* **What to work on**
Give back exactly the lines of the material below, starting with the line with "In the photo above, where can the clear" and going on through the line with "In the photo above, where can the weathered".

*** Available data ***

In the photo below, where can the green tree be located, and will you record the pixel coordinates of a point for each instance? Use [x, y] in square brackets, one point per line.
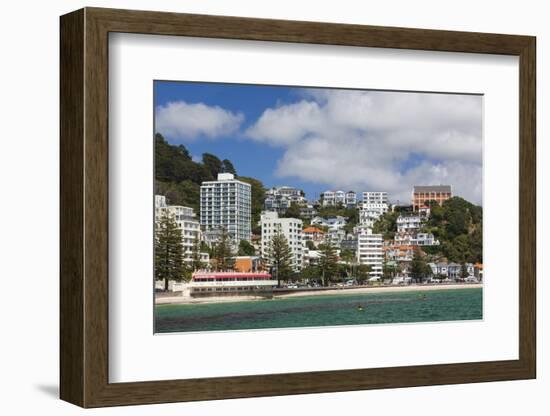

*** End of Available data ***
*** Available data ***

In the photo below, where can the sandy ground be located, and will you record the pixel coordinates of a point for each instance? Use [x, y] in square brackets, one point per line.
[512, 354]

*** End of Available data ***
*** Available data ***

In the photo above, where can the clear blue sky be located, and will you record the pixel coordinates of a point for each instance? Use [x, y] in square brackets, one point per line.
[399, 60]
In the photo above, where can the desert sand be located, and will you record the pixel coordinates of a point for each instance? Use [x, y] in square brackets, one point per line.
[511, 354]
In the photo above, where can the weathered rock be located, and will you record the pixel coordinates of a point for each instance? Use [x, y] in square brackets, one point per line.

*** End of Available data ***

* **Reply to the task**
In the photo above, where can the clear blue sky be located, and will you record the pixel coordinates of a point for each instance? Use [x, y] in square brackets, one point per line.
[399, 60]
In the photo above, where can the desert sand be located, and will you record the pixel coordinates of a point for each instance? Use [x, y] in square brackets, one point per line.
[511, 354]
In the photo above, where can the weathered rock be located, and will you record the pixel coordinates of a point for each instance? Use [x, y] in square brackets, one point per line.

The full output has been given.